*Source passage*:
^^^^

Erica Garner

Erica Garner has been declared brain dead. Her family is praying for a recovery.

Almost as soon as Black Lives Matter started to become a real political force, as its “die ins” were being staged all over the US and attracted protestors of all races, the Democratic party moved in to leash and collar the budding movement by co-opting it at the national level. Die ins stopped. People from professional activist backgrounds suddenly appeared in leadership roles.

Erica Garner also protested against police brutality against blacks. She never became part of the Black Lives Matter power structure and instead operated as an independent voice. The minimal mention of Erica’s condition on the Black Lives Matter Twitter feed, and in the Democratic centrist mainstream, is telling, and says everything you need to know about what the co-opted Black Lives Matter has become, which is a pallid, gentrified shadow of its former self.

Erica was determined, authentic, fearless, and raw. Her voice was not domesticated by media training and messaging. She did not aspire to celebrity status. She spoke clearly and directly about injustice, struggle, and hope.

^^^^

*Exercise data*:
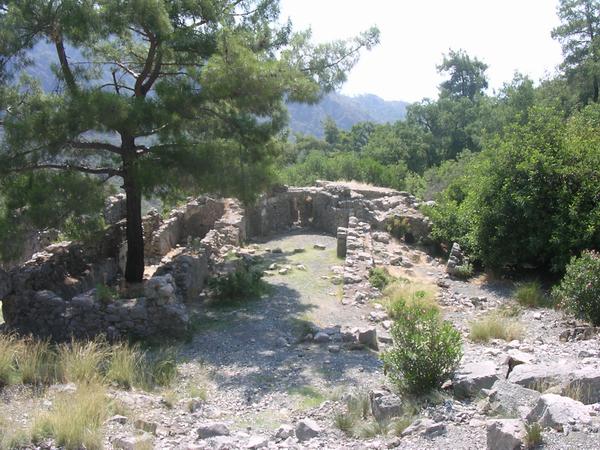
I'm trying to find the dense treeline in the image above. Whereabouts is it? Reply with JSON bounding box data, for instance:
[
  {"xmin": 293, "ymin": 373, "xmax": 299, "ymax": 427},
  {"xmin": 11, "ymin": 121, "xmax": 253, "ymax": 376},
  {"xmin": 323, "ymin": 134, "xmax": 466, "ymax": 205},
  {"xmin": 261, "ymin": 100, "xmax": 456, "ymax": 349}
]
[{"xmin": 280, "ymin": 0, "xmax": 600, "ymax": 272}]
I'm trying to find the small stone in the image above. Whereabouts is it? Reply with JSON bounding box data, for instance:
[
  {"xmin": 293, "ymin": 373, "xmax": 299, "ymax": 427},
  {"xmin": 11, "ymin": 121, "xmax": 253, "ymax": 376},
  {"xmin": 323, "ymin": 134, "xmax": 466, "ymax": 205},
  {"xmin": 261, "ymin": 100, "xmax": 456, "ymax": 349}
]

^^^^

*Assignment*:
Answer these from the piece on Erica Garner:
1. What has Erica Garner been declared?
2. Which protests stopped once the Democratic party moved in?
3. Instead of joining the Black Lives Matter power structure, how did Erica Garner operate?
The rows come from a different source than the text.

*Written response*:
1. Brain dead.
2. The "die ins."
3. As an independent voice.